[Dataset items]
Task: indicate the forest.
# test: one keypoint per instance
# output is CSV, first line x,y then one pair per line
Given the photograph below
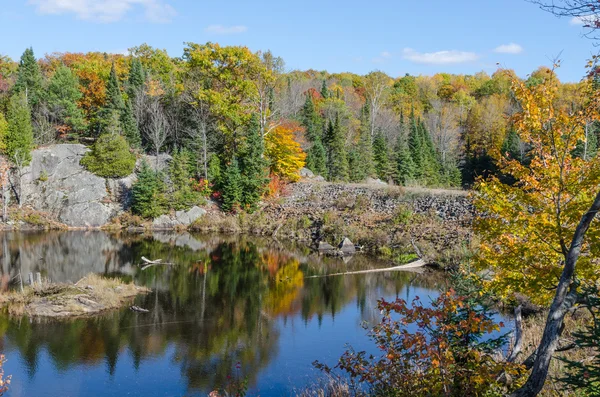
x,y
238,125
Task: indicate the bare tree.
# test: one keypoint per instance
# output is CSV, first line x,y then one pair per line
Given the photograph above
x,y
377,86
4,172
586,12
443,121
20,160
564,301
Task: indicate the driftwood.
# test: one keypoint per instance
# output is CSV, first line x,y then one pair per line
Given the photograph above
x,y
156,262
412,266
139,309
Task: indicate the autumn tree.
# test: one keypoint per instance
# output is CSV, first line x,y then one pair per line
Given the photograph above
x,y
62,97
284,153
29,78
533,231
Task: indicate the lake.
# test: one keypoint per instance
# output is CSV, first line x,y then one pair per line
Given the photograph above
x,y
233,306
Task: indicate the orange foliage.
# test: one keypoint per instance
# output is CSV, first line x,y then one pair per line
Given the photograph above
x,y
284,151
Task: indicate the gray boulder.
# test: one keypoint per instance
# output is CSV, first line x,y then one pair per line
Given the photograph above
x,y
55,182
347,247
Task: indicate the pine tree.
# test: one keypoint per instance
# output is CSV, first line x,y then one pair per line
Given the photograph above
x,y
29,78
62,97
381,157
253,167
365,166
110,157
183,195
316,159
114,98
405,167
324,90
19,136
310,119
130,126
337,161
232,186
137,78
148,193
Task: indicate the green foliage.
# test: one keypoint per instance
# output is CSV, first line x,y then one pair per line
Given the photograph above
x,y
253,166
316,158
62,96
232,187
29,78
149,193
405,167
110,157
3,133
130,126
183,194
310,120
214,169
337,163
114,98
445,348
19,135
582,377
383,166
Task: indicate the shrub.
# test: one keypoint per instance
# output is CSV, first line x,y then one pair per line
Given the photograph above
x,y
110,157
443,350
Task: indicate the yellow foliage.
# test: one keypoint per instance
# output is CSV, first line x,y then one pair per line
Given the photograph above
x,y
284,152
526,227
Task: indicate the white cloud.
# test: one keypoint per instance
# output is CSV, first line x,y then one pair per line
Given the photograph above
x,y
106,10
511,48
220,29
583,20
439,57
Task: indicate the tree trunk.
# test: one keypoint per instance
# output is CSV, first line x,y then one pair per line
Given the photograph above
x,y
564,299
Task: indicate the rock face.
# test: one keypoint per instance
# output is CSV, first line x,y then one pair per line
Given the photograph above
x,y
181,218
56,183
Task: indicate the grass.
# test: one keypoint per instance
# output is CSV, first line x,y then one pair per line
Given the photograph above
x,y
90,295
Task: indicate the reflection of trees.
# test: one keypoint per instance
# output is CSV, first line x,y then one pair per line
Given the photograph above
x,y
215,308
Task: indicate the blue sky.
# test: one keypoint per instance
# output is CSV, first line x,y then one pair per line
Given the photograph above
x,y
396,36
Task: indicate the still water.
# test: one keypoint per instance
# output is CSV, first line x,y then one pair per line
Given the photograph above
x,y
228,303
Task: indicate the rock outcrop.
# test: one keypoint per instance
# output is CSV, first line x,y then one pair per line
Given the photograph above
x,y
179,219
56,183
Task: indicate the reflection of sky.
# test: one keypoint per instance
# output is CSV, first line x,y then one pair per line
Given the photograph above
x,y
300,344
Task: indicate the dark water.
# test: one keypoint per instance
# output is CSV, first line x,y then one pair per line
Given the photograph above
x,y
229,302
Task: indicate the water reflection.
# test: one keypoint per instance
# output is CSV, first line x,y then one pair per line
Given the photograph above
x,y
226,300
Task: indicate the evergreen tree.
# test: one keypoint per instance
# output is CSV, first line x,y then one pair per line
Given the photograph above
x,y
110,157
381,157
232,186
62,97
337,162
589,149
183,195
310,119
29,78
130,126
148,193
253,167
114,98
365,165
316,158
137,78
19,135
405,167
324,90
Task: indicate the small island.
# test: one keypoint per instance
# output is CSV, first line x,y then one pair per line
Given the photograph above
x,y
89,296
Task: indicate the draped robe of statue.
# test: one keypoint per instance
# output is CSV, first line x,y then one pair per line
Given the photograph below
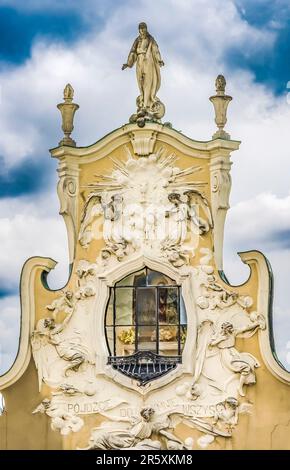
x,y
145,53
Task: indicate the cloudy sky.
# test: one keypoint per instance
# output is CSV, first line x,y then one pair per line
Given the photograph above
x,y
46,43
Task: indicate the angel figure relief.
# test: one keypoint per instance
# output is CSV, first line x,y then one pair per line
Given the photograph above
x,y
50,342
133,221
136,433
216,352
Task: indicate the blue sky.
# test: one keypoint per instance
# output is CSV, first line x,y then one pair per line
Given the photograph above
x,y
44,44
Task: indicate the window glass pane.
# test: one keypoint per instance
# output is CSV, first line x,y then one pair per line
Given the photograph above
x,y
183,333
110,312
138,278
168,305
124,305
146,306
110,339
146,338
125,341
159,279
168,341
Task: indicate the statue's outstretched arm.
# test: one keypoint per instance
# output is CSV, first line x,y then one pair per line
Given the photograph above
x,y
132,57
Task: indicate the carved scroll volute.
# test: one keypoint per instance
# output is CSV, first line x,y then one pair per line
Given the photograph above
x,y
221,182
67,190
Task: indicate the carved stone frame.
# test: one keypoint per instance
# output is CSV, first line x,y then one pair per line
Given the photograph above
x,y
108,279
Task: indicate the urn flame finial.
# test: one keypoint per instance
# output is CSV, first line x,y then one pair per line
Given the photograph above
x,y
68,109
220,102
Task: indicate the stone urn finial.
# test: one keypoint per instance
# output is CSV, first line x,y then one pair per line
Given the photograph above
x,y
68,109
220,102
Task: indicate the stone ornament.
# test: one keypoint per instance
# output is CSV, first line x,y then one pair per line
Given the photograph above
x,y
220,102
126,200
68,109
145,54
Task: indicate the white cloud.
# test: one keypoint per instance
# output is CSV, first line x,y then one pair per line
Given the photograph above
x,y
193,37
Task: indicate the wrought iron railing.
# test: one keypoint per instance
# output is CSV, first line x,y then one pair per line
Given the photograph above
x,y
144,366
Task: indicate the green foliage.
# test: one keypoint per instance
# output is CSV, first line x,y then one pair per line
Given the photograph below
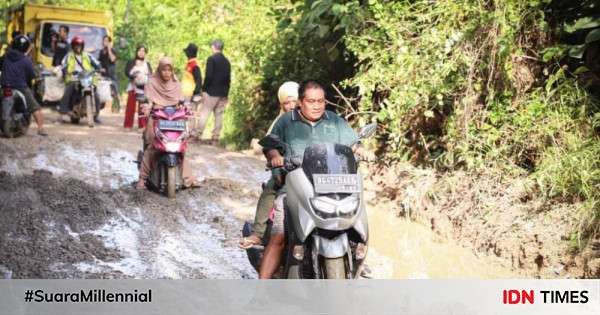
x,y
452,84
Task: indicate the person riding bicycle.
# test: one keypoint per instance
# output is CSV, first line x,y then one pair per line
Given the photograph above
x,y
288,100
163,89
308,124
74,63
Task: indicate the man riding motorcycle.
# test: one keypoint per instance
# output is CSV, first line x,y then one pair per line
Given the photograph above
x,y
310,123
75,62
18,73
288,100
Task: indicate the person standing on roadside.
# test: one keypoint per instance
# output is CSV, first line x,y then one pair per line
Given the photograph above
x,y
138,70
192,77
216,90
108,65
60,47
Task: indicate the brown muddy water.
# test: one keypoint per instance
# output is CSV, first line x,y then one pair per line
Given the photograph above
x,y
143,235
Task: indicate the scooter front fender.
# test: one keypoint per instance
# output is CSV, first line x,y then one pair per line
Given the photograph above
x,y
170,159
332,248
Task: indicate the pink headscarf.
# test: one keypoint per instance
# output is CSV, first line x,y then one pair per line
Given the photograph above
x,y
164,93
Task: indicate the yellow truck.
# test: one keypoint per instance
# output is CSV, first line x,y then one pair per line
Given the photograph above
x,y
42,21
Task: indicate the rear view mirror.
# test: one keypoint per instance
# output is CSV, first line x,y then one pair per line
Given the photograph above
x,y
367,131
122,43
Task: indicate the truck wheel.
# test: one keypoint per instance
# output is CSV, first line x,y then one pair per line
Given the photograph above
x,y
171,179
89,110
294,272
335,268
8,128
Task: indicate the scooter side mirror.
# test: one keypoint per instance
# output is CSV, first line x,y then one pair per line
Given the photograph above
x,y
270,141
122,42
367,131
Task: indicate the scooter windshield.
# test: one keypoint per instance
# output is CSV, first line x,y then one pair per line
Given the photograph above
x,y
330,158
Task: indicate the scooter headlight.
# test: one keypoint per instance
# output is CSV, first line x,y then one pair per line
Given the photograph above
x,y
86,82
327,208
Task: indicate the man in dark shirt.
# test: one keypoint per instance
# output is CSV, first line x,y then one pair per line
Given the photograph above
x,y
18,73
108,67
61,46
216,90
108,58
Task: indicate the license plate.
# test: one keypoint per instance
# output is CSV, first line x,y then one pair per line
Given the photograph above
x,y
178,125
336,183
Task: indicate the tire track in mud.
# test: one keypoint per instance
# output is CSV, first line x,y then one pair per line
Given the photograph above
x,y
82,214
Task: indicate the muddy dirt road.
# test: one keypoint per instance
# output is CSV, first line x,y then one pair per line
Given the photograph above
x,y
68,210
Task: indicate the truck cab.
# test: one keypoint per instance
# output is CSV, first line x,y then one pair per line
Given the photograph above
x,y
40,22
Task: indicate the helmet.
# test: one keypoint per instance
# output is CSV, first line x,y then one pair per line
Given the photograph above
x,y
77,40
21,43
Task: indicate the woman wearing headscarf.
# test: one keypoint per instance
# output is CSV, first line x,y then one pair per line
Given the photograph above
x,y
163,89
138,70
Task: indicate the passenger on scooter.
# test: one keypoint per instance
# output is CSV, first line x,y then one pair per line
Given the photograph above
x,y
163,89
18,72
288,100
308,124
75,62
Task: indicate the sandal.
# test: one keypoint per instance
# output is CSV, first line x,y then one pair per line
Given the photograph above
x,y
141,185
194,184
249,242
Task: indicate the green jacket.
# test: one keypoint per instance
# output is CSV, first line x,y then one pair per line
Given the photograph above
x,y
299,133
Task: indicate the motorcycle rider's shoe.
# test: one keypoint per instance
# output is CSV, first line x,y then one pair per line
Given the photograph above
x,y
249,242
42,132
64,118
141,185
366,272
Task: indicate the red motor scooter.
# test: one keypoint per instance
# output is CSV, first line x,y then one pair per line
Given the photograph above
x,y
171,139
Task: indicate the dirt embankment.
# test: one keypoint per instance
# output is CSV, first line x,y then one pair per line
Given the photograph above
x,y
494,215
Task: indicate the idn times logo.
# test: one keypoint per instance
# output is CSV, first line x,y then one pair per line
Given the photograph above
x,y
544,296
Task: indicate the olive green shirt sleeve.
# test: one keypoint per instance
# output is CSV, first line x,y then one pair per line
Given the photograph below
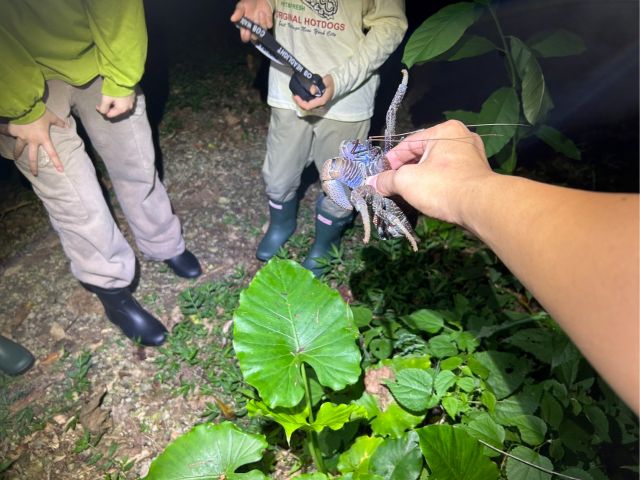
x,y
120,35
21,82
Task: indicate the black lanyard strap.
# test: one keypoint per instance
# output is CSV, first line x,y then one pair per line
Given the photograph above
x,y
301,79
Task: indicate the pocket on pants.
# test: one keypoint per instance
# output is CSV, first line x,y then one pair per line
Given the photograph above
x,y
61,198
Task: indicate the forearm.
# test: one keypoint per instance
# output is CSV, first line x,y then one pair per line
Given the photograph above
x,y
577,252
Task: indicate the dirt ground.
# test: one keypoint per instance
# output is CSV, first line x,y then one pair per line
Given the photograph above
x,y
212,174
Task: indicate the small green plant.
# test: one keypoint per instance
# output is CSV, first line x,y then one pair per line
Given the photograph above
x,y
512,112
483,385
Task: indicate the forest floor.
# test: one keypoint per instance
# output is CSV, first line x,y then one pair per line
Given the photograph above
x,y
95,405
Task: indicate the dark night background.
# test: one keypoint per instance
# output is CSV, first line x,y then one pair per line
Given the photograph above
x,y
595,94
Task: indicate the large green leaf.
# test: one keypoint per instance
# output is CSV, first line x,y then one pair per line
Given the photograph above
x,y
209,451
483,427
286,318
532,429
440,32
357,458
289,418
425,320
502,107
398,459
536,101
413,389
536,341
469,46
559,43
444,380
393,421
453,453
507,371
442,346
521,471
335,416
558,141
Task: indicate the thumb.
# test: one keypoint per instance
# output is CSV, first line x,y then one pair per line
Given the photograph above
x,y
384,183
105,105
58,122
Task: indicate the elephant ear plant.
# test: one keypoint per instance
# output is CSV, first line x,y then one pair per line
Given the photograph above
x,y
289,330
512,112
295,340
288,327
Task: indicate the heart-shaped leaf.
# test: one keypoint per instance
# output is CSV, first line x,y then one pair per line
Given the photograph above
x,y
413,389
517,470
291,419
335,416
209,451
453,453
286,318
398,459
357,458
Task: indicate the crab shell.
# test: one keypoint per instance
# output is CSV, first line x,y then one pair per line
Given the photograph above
x,y
335,189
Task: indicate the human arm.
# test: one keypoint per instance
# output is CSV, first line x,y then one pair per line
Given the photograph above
x,y
385,24
119,32
576,251
258,11
21,103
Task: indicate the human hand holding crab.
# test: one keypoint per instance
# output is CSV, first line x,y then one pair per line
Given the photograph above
x,y
344,180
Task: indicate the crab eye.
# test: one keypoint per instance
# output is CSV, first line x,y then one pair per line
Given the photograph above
x,y
334,168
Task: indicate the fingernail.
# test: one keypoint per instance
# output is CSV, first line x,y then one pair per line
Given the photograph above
x,y
373,181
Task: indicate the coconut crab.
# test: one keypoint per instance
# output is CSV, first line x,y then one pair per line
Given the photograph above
x,y
344,180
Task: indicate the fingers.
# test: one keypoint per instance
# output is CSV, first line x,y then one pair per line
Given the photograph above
x,y
411,149
116,110
33,159
311,104
238,13
58,122
53,155
112,107
105,105
384,183
18,148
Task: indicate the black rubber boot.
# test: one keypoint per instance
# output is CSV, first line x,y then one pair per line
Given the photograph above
x,y
124,311
329,230
14,358
185,265
282,224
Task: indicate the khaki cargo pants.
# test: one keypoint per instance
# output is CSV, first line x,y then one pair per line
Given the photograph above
x,y
98,252
294,142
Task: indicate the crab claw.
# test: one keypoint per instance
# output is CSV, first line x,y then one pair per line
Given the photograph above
x,y
335,189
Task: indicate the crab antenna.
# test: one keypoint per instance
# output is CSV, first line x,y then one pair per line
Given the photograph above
x,y
390,129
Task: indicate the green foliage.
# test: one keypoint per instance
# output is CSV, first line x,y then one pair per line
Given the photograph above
x,y
287,318
516,111
461,375
209,451
453,453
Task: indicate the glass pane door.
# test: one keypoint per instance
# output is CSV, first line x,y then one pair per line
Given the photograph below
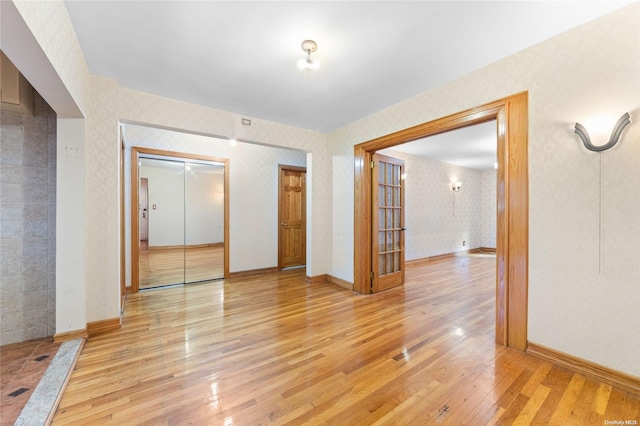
x,y
204,225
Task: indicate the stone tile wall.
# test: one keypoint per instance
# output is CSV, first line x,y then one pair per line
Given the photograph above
x,y
27,223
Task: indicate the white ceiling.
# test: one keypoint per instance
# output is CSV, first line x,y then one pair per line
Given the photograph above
x,y
240,56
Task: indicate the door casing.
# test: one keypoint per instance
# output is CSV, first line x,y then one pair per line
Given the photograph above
x,y
512,243
135,223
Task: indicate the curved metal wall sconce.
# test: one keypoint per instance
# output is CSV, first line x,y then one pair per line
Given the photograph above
x,y
615,135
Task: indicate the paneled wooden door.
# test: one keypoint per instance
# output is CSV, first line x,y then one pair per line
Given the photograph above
x,y
387,220
292,239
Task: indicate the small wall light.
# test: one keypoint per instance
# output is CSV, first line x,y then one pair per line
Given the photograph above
x,y
307,63
615,135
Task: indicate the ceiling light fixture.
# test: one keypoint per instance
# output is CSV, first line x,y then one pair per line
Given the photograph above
x,y
309,46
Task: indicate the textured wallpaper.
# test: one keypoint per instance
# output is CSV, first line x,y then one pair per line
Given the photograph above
x,y
52,27
437,219
584,230
253,197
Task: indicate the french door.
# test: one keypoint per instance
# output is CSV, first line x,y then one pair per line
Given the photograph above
x,y
387,193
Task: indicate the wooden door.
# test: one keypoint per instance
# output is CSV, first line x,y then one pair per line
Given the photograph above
x,y
387,194
292,217
144,209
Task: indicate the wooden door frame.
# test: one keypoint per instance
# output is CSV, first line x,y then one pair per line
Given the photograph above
x,y
282,167
512,242
376,280
135,225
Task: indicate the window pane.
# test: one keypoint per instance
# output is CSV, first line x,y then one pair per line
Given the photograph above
x,y
381,264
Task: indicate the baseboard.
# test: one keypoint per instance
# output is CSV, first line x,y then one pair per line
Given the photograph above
x,y
181,246
484,250
430,259
72,367
329,279
253,272
99,327
70,335
341,283
601,373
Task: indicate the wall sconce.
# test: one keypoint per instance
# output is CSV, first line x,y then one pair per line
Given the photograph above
x,y
615,135
307,63
581,131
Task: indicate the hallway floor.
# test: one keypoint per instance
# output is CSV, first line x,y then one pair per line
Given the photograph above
x,y
22,365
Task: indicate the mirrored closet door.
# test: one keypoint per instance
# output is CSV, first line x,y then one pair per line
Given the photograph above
x,y
181,221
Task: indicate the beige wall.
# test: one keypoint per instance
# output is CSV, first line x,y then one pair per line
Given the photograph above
x,y
577,304
574,306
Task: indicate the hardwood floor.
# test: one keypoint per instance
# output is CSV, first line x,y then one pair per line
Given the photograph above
x,y
276,350
179,265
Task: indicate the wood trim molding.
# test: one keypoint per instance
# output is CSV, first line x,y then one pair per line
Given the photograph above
x,y
318,279
72,367
95,328
512,256
135,157
341,283
621,380
253,272
70,335
191,246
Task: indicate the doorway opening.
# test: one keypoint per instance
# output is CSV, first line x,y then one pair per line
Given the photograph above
x,y
179,218
511,115
292,214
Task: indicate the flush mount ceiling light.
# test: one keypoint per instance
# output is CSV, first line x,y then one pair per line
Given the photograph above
x,y
309,46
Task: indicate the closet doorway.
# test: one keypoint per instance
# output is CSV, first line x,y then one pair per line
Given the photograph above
x,y
179,218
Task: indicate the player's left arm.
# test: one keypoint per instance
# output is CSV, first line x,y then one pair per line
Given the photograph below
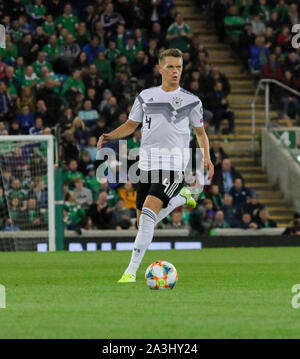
x,y
203,142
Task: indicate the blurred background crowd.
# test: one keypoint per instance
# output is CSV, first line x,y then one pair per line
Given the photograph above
x,y
74,68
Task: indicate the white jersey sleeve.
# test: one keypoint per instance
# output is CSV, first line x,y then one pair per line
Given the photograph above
x,y
137,112
196,116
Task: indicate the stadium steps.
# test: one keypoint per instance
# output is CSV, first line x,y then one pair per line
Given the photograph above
x,y
239,145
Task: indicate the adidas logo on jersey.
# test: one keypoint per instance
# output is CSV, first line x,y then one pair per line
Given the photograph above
x,y
176,101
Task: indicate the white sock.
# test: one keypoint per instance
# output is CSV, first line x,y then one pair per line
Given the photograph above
x,y
142,240
174,202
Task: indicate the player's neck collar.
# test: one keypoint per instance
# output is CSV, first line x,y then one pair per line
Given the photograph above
x,y
173,91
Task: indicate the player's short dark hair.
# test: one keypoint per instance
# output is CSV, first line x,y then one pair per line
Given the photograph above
x,y
169,53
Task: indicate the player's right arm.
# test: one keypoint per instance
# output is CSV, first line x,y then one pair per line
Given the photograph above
x,y
120,132
135,118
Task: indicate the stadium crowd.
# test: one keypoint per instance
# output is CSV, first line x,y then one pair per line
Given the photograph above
x,y
74,68
260,34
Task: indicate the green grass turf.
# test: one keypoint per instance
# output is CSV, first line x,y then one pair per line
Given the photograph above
x,y
221,293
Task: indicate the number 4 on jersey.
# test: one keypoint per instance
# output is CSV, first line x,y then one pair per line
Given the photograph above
x,y
148,120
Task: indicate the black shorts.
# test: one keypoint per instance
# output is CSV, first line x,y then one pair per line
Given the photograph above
x,y
162,184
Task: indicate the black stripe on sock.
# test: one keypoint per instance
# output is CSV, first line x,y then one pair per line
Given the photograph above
x,y
149,214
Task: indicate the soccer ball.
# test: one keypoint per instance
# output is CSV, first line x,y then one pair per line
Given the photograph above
x,y
161,275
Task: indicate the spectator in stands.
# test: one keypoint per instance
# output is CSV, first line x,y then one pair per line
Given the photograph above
x,y
104,68
40,63
239,193
91,148
68,20
25,119
93,48
73,85
88,114
83,195
179,34
80,133
247,39
85,163
71,173
176,221
225,175
38,126
30,78
69,51
27,98
259,56
247,222
264,220
258,26
284,39
5,103
233,23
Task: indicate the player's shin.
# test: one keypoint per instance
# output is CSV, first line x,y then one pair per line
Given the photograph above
x,y
174,202
143,239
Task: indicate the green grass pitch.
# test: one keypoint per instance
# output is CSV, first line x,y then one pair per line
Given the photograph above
x,y
221,293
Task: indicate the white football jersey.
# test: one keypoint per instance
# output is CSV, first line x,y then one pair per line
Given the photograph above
x,y
166,118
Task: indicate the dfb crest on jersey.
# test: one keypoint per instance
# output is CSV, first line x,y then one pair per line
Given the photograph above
x,y
176,101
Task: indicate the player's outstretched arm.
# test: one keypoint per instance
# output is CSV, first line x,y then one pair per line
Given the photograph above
x,y
203,142
120,132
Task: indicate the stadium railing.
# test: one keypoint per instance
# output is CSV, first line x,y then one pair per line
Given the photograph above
x,y
265,84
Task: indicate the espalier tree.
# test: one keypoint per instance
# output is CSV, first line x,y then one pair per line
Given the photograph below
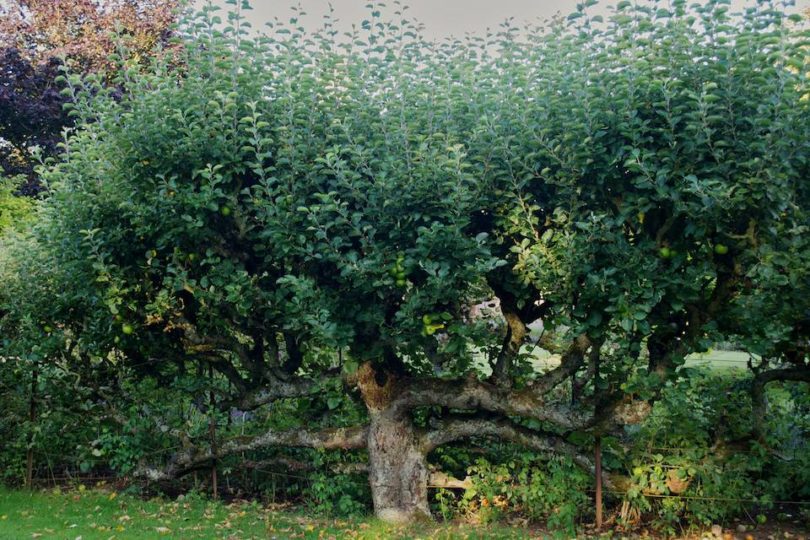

What the exercise asks
Only a number should be given in reply: how many lines in the entries above hold "water".

The completed task
4